Instructions to follow: Please rewrite everything from the line containing "Box the distant" down to the end of the records, replacing "small rock" with "loose stone" and keeping all else unchanged. Leave the pictures out of your answer.

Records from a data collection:

***

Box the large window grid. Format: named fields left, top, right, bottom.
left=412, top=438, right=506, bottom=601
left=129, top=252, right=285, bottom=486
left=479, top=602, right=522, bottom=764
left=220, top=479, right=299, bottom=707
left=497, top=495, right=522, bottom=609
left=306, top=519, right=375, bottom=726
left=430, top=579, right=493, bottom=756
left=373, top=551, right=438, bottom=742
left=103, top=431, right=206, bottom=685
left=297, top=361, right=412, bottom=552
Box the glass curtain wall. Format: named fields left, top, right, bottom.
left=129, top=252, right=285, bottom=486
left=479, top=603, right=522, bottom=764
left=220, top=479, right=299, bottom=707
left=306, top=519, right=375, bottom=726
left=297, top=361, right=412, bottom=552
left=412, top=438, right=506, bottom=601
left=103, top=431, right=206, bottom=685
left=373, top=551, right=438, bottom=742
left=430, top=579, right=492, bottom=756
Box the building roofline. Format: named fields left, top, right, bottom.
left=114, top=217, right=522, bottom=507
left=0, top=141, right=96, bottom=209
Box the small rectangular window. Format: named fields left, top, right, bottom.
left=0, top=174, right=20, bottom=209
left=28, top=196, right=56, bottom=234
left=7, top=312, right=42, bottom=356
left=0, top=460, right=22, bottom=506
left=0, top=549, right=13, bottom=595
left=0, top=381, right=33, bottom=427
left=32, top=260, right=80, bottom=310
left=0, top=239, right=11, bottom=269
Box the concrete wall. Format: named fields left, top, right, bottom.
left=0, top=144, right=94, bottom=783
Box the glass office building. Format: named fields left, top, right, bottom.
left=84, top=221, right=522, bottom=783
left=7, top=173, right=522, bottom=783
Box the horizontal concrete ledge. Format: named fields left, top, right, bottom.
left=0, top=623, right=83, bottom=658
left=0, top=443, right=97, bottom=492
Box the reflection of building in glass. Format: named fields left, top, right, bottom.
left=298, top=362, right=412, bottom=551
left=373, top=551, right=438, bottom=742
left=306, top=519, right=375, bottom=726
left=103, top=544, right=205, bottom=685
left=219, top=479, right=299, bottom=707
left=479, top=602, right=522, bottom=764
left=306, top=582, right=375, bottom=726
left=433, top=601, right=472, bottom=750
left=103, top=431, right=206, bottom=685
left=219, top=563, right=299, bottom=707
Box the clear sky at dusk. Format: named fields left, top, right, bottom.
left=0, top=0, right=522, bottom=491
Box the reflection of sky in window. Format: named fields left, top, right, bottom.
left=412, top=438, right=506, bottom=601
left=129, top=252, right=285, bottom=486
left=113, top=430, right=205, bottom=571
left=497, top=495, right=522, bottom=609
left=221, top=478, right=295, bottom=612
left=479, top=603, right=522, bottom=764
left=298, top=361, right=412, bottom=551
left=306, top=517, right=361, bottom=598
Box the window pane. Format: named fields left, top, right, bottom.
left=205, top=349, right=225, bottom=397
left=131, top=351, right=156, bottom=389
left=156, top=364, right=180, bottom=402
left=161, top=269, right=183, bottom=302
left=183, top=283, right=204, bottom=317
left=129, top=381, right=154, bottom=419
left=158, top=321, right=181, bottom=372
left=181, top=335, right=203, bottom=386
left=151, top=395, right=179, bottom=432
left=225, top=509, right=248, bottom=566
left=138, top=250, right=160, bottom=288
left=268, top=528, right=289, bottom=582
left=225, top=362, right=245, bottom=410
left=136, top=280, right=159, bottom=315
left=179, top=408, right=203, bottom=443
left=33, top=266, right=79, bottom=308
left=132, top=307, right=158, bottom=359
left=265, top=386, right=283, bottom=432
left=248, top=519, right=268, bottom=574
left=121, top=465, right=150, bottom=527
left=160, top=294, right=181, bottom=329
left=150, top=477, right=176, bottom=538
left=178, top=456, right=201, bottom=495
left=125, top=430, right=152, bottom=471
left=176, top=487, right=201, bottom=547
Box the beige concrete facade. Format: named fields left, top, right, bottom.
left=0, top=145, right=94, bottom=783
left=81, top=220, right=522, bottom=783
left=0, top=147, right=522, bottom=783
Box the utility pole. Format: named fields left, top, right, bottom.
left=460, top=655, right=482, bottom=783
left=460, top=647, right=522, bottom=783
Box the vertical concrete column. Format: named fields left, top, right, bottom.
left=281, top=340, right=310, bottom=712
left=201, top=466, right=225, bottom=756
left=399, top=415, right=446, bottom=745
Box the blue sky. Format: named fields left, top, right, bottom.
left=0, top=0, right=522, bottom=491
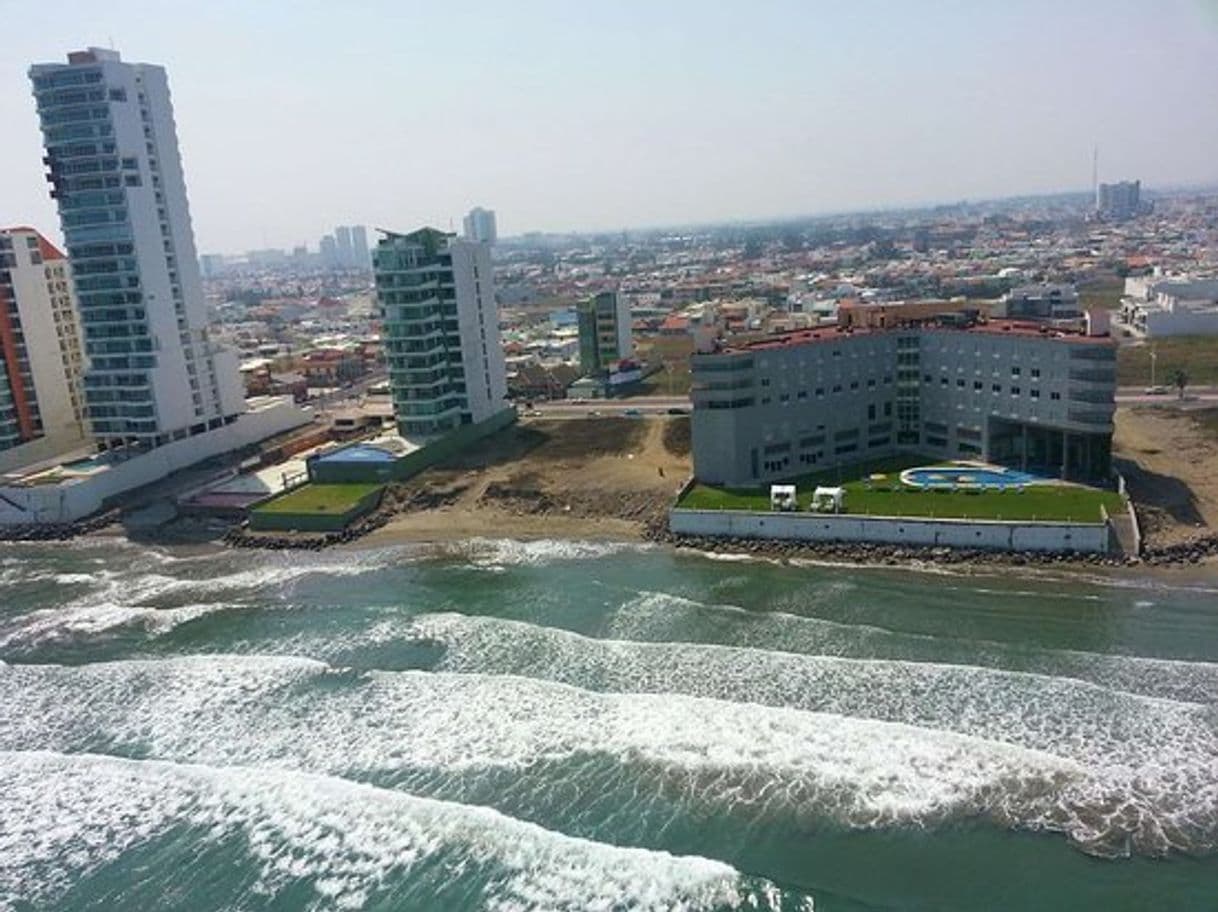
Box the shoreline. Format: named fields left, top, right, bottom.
left=47, top=505, right=1218, bottom=584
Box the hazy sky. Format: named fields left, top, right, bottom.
left=0, top=0, right=1218, bottom=252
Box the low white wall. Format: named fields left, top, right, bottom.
left=669, top=509, right=1108, bottom=552
left=0, top=397, right=312, bottom=526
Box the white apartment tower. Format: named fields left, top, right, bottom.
left=463, top=206, right=499, bottom=244
left=0, top=228, right=88, bottom=471
left=29, top=47, right=245, bottom=448
left=373, top=228, right=509, bottom=437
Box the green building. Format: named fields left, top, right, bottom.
left=373, top=228, right=509, bottom=438
left=577, top=291, right=635, bottom=376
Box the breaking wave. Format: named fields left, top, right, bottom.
left=0, top=656, right=1218, bottom=855
left=0, top=752, right=800, bottom=912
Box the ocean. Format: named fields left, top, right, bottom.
left=0, top=539, right=1218, bottom=912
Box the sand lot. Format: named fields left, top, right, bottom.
left=361, top=416, right=691, bottom=547
left=1112, top=405, right=1218, bottom=547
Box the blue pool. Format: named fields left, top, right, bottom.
left=317, top=443, right=397, bottom=463
left=901, top=465, right=1038, bottom=488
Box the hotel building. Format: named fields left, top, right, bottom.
left=373, top=228, right=509, bottom=438
left=0, top=228, right=88, bottom=471
left=691, top=320, right=1116, bottom=487
left=29, top=47, right=245, bottom=449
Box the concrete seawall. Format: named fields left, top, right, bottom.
left=669, top=508, right=1111, bottom=554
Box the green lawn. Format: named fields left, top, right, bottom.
left=1078, top=276, right=1125, bottom=310
left=678, top=459, right=1124, bottom=522
left=1117, top=336, right=1218, bottom=386
left=250, top=483, right=381, bottom=514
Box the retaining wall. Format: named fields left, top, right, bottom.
left=250, top=487, right=385, bottom=532
left=308, top=407, right=516, bottom=485
left=669, top=509, right=1110, bottom=553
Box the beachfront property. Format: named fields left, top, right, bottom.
left=0, top=47, right=312, bottom=526
left=691, top=318, right=1116, bottom=487
left=0, top=228, right=89, bottom=472
left=29, top=47, right=246, bottom=451
left=373, top=228, right=510, bottom=438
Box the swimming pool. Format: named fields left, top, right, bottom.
left=317, top=443, right=397, bottom=463
left=901, top=465, right=1038, bottom=488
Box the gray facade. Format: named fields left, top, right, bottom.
left=1002, top=285, right=1083, bottom=320
left=692, top=324, right=1116, bottom=487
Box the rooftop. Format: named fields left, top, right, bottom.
left=719, top=320, right=1116, bottom=354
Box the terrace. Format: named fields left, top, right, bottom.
left=677, top=457, right=1124, bottom=522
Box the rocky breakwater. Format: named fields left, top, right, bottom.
left=0, top=510, right=119, bottom=542
left=646, top=522, right=1141, bottom=567
left=1142, top=532, right=1218, bottom=566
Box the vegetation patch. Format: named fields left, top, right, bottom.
left=255, top=485, right=382, bottom=515
left=677, top=459, right=1124, bottom=522
left=1117, top=336, right=1218, bottom=387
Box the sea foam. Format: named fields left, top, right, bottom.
left=0, top=752, right=779, bottom=912
left=0, top=656, right=1218, bottom=854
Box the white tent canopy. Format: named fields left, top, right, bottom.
left=770, top=485, right=795, bottom=510
left=812, top=487, right=845, bottom=513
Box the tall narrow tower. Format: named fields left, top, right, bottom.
left=1091, top=142, right=1100, bottom=209
left=29, top=47, right=245, bottom=448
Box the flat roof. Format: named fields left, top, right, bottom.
left=717, top=320, right=1116, bottom=354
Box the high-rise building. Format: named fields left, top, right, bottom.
left=29, top=47, right=245, bottom=448
left=577, top=291, right=635, bottom=376
left=464, top=206, right=499, bottom=244
left=373, top=228, right=509, bottom=437
left=1095, top=180, right=1142, bottom=219
left=334, top=225, right=356, bottom=269
left=318, top=234, right=339, bottom=269
left=351, top=225, right=370, bottom=269
left=0, top=228, right=88, bottom=470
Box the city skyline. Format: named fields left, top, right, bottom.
left=0, top=0, right=1218, bottom=253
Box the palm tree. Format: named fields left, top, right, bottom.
left=1172, top=368, right=1189, bottom=399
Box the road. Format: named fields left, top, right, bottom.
left=520, top=396, right=692, bottom=418
left=520, top=386, right=1218, bottom=418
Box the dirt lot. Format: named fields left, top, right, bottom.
left=362, top=418, right=691, bottom=545
left=1112, top=405, right=1218, bottom=547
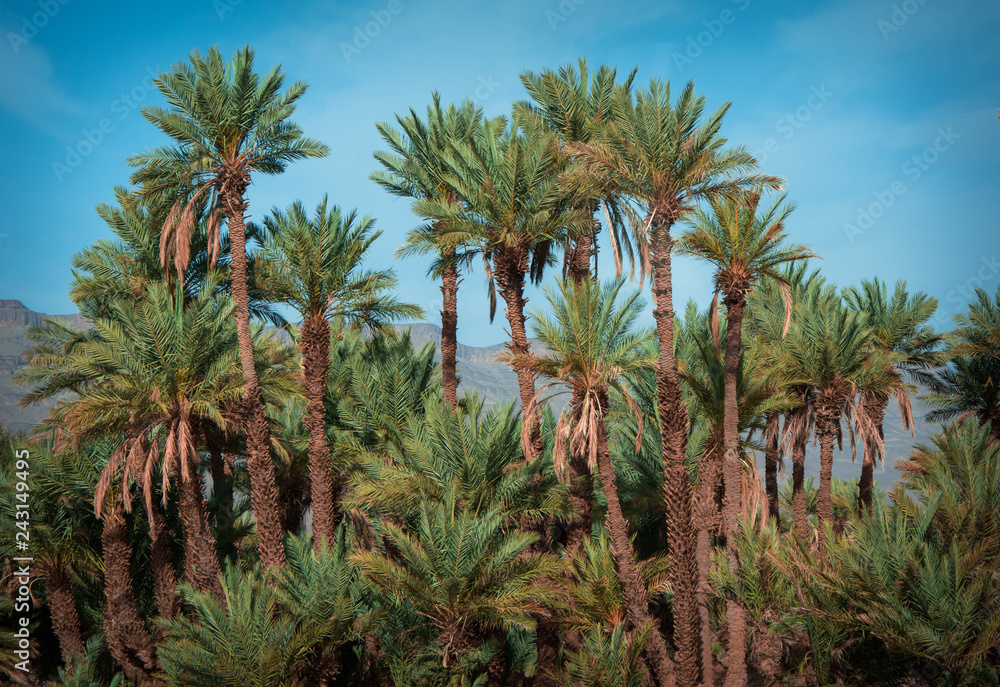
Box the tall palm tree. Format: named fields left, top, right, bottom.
left=843, top=278, right=943, bottom=510
left=371, top=92, right=482, bottom=408
left=777, top=299, right=901, bottom=544
left=565, top=79, right=779, bottom=687
left=351, top=483, right=565, bottom=684
left=677, top=302, right=790, bottom=684
left=128, top=47, right=329, bottom=567
left=414, top=118, right=586, bottom=454
left=512, top=279, right=673, bottom=685
left=22, top=282, right=289, bottom=594
left=748, top=260, right=837, bottom=534
left=679, top=193, right=815, bottom=687
left=257, top=196, right=423, bottom=551
left=514, top=58, right=636, bottom=284
left=923, top=355, right=1000, bottom=441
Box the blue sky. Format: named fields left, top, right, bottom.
left=0, top=0, right=1000, bottom=345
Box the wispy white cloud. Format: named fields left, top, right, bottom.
left=0, top=26, right=83, bottom=133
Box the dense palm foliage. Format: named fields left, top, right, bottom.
left=0, top=48, right=1000, bottom=687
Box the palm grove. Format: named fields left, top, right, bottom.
left=0, top=48, right=1000, bottom=686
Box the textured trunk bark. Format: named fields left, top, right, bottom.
left=301, top=315, right=337, bottom=554
left=566, top=233, right=594, bottom=286
left=494, top=251, right=542, bottom=459
left=816, top=417, right=840, bottom=532
left=597, top=408, right=674, bottom=687
left=764, top=413, right=781, bottom=531
left=205, top=438, right=237, bottom=560
left=695, top=435, right=724, bottom=687
left=222, top=181, right=285, bottom=568
left=858, top=394, right=889, bottom=513
left=789, top=405, right=809, bottom=537
left=41, top=559, right=83, bottom=667
left=441, top=247, right=459, bottom=410
left=652, top=216, right=701, bottom=687
left=723, top=296, right=747, bottom=687
left=177, top=471, right=223, bottom=601
left=566, top=389, right=594, bottom=557
left=101, top=504, right=163, bottom=685
left=149, top=504, right=181, bottom=620
left=697, top=527, right=715, bottom=687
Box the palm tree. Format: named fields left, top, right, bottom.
left=22, top=282, right=289, bottom=594
left=565, top=79, right=779, bottom=687
left=414, top=118, right=586, bottom=455
left=128, top=47, right=328, bottom=567
left=776, top=299, right=900, bottom=544
left=514, top=58, right=636, bottom=284
left=949, top=286, right=1000, bottom=358
left=371, top=92, right=482, bottom=408
left=257, top=196, right=423, bottom=551
left=843, top=278, right=943, bottom=510
left=677, top=302, right=790, bottom=684
left=511, top=279, right=673, bottom=685
left=0, top=440, right=101, bottom=666
left=160, top=533, right=357, bottom=687
left=923, top=355, right=1000, bottom=441
left=679, top=194, right=815, bottom=687
left=749, top=260, right=837, bottom=535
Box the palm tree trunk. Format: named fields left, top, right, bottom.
left=101, top=504, right=162, bottom=685
left=177, top=469, right=223, bottom=601
left=597, top=408, right=674, bottom=687
left=204, top=438, right=236, bottom=560
left=41, top=559, right=84, bottom=667
left=441, top=247, right=459, bottom=410
left=858, top=394, right=889, bottom=513
left=222, top=183, right=285, bottom=568
left=764, top=413, right=781, bottom=531
left=652, top=222, right=700, bottom=687
left=722, top=296, right=747, bottom=687
left=816, top=417, right=840, bottom=544
left=149, top=504, right=181, bottom=620
left=494, top=251, right=542, bottom=458
left=786, top=404, right=809, bottom=537
left=566, top=389, right=594, bottom=557
left=301, top=314, right=337, bottom=553
left=566, top=232, right=594, bottom=286
left=695, top=438, right=721, bottom=687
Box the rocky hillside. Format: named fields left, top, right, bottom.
left=0, top=300, right=83, bottom=432
left=0, top=310, right=937, bottom=485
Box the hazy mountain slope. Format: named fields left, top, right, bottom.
left=0, top=310, right=938, bottom=485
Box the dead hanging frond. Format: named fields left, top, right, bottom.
left=160, top=182, right=218, bottom=282
left=893, top=384, right=917, bottom=437
left=708, top=291, right=722, bottom=357
left=778, top=280, right=793, bottom=338
left=483, top=253, right=497, bottom=324
left=741, top=470, right=770, bottom=533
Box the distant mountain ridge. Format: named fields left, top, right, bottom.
left=0, top=300, right=84, bottom=431
left=0, top=300, right=938, bottom=485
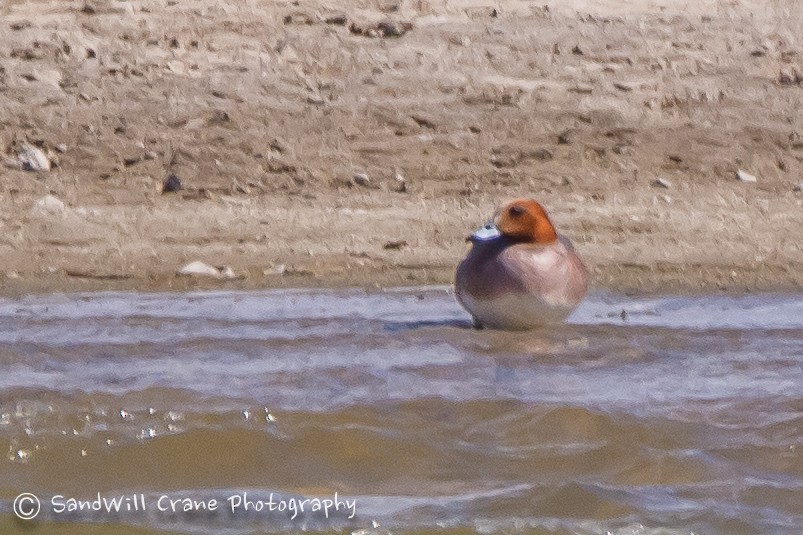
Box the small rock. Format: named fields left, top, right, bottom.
left=32, top=195, right=65, bottom=214
left=307, top=93, right=326, bottom=106
left=219, top=266, right=237, bottom=279
left=177, top=260, right=223, bottom=279
left=262, top=264, right=287, bottom=275
left=382, top=240, right=407, bottom=251
left=778, top=67, right=803, bottom=85
left=3, top=158, right=22, bottom=170
left=269, top=137, right=290, bottom=154
left=17, top=143, right=50, bottom=171
left=376, top=21, right=413, bottom=37
left=162, top=174, right=183, bottom=193
left=736, top=169, right=758, bottom=183
left=393, top=169, right=407, bottom=193
left=324, top=15, right=348, bottom=26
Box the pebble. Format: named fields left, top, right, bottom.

***

Exercise solution:
Box the distant mountain ridge. Format: named fields left, top, right, bottom.
left=0, top=300, right=84, bottom=431
left=0, top=300, right=938, bottom=485
Box the loose stone. Format: named fields left, top, right, bottom.
left=32, top=195, right=65, bottom=214
left=307, top=93, right=326, bottom=106
left=219, top=266, right=237, bottom=279
left=177, top=260, right=223, bottom=279
left=262, top=264, right=287, bottom=275
left=382, top=240, right=407, bottom=251
left=778, top=67, right=803, bottom=85
left=3, top=158, right=22, bottom=170
left=269, top=137, right=290, bottom=154
left=17, top=143, right=50, bottom=171
left=376, top=21, right=413, bottom=37
left=162, top=174, right=183, bottom=193
left=736, top=169, right=758, bottom=183
left=393, top=169, right=407, bottom=193
left=324, top=15, right=348, bottom=26
Box the pebble. Format: named fields left, top, right, bottom.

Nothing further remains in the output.